*TEXT PASSAGE*
§
Headache, time loss, trances, and derealization are other symptoms of dissociative identity disorder. The latter symptom is related to the feeling that the external world is unreal (“Dissociative Identity Disorder, n.d.”). Kevin seems to experience headaches when one personality replaces another. The host personality does not experience time losses: he knows that his life does not stop when other personalities get light. When identities switch, Kevin goes into trance, but the process does not take much time. However, when the Beast takes control of the body, transition between identities takes more time. Kevin obviously experiences derealization: he explores the world through separate identities. That is the reason why Kevin agreed with arguments of Elijah Price based on the relations of comics so fast in the third part of the trilogy.
This stage is of great importance for the overall nursing process (Toney-Butler, & Unison-Pace, 2019). Nursing assessment includes collection and analysis of all data relevant to the patient. The nurse has to apply critical thinking skills at this stage in order to make up a suitable plan of care. Information gathered by the nurse should describe physiological, psychological, sociological, and spiritual aspects of an individual. At this stage, a healthcare specialist determines normal and abnormal states of the patient to choose interventions correctly.
The nursing assessment stage is designed for several goals important for the nursing process (Toney-Butler, & Unison-Pace, 2019). The nurse has to maintain documents on main information about the patient like his name, age, possible diagnosis, main complaint, and the source of information. The nurse has to collect information on past medical history. Then the nurse is to find out whether the patient experiences pain. If he does, a healthcare professional is supposed to determine its location and to estimate its severity according to a pain scale. The nurse has to detect patient’s allergies and prescribed medications. The nurse should take care of patient’s belongings: they can be sent to safe storage or home. The nurse has to inform the patient, his family, and caregivers on their rights, liabilities, and admission and discharge goals. Then the nurse identifies whether mobility aids is required. The nurse has to estimate the patient according to the Morse Fall Risk Scale. This scale indicates a risk for the patient’s fall (“What Is the Morse Fall Risk Scale”, n.d.). The nurse has to carry out psychosocial assessment: at this stage, a healthcare specialist finds out what type of control and monitoring is preferable for the patient. At this stage, the nurse also assesses patient’s psychological state: possible signs of depression, agitation, thoughts of suicide, hallucinations, or substance abuse. Then the nurse should perform nutritional analysis of the patient. It includes monitoring of appetite, changes in the weight, and a probable nutritional counseling in the case of a low body mass index. The next stage of nursing assessment pertains to analysis of vitals like body temperature, heart rate, blood pressure, respiratory rate, and oxygen saturation rate. Then the nurse has to get handoff information from other departments if it is available.
At this stage of assessment, the nurse collects data through history, physical examination, and diagnostic tests (Toney-Butler, & Unison-Pace, 2019). The stage of collecting patient’s history includes interviews with the patients and analysis of past medical history. At this stage, the nurse identifies whether the patient experiences pain and describes pain with the use of specific signs like restlessness, groaning, vomiting, patching, lowered interest in regular activities, and others.
Then the nurse proceeds with psychosocial assessment (Toney-Butler, & Unison-Pace, 2019). The nurse identifies psychological symptoms and spiritual needs at this stage. A healthcare specialist can apply various strategies to identify even subtle and rare symptoms.
§
*SOURCE DATA*
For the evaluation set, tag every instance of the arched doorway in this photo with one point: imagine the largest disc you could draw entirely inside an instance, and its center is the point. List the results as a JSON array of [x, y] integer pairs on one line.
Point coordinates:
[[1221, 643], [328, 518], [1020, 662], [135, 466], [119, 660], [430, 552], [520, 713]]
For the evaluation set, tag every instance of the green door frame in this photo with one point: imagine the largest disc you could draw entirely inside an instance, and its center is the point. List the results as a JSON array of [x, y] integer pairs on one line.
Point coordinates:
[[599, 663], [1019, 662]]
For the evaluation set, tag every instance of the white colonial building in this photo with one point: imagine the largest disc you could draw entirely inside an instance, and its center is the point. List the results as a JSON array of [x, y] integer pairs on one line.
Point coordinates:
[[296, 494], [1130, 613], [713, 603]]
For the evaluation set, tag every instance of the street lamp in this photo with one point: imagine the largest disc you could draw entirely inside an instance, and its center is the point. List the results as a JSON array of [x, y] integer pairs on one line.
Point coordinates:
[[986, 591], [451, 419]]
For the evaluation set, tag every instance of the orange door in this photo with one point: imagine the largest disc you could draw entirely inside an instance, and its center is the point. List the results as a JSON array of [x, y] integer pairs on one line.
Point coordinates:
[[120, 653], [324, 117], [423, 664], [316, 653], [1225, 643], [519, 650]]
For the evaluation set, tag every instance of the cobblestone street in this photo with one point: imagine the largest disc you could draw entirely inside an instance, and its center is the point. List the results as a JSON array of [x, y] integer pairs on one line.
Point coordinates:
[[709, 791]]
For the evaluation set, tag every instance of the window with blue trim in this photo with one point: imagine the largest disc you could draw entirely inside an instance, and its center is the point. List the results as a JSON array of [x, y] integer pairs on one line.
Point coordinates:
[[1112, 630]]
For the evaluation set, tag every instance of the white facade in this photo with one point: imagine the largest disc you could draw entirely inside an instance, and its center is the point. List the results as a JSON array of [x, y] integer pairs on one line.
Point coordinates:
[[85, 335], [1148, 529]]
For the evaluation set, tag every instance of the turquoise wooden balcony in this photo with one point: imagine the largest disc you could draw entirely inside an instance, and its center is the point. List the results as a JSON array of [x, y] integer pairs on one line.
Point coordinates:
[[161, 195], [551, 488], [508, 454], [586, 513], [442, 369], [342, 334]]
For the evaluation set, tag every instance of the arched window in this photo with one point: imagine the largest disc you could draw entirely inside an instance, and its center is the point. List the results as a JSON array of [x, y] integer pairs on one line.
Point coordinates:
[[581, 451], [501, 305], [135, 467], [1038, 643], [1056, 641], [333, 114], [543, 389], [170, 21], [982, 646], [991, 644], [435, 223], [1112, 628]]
§
*ASSIGNMENT 1*
In the text passage, what does the Morse Fall Risk Scale indicate?
*ASSIGNMENT 2*
Decide whether each statement agrees with the text passage. Answer yes or no, and quote the words of the text that decide it.
(a) The host personality experiences time losses.
(b) Nutritional analysis includes monitoring of appetite.
(c) The nurse collects data through history, physical examination, and diagnostic tests.
*ASSIGNMENT 3*
Please reproduce the part of the text passage between "This stage is" and "choose interventions correctly.", inclusive.

*EXPECTED OUTPUT 1*
It indicates a risk for the patient's fall.

*EXPECTED OUTPUT 2*
(a) No: "The host personality does not experience time losses"
(b) Yes: "It includes monitoring of appetite, changes in the weight"
(c) Yes: "the nurse collects data through history, physical examination, and diagnostic tests"

*EXPECTED OUTPUT 3*
This stage is of great importance for the overall nursing process (Toney-Butler, & Unison-Pace, 2019). Nursing assessment includes collection and analysis of all data relevant to the patient. The nurse has to apply critical thinking skills at this stage in order to make up a suitable plan of care. Information gathered by the nurse should describe physiological, psychological, sociological, and spiritual aspects of an individual. At this stage, a healthcare specialist determines normal and abnormal states of the patient to choose interventions correctly.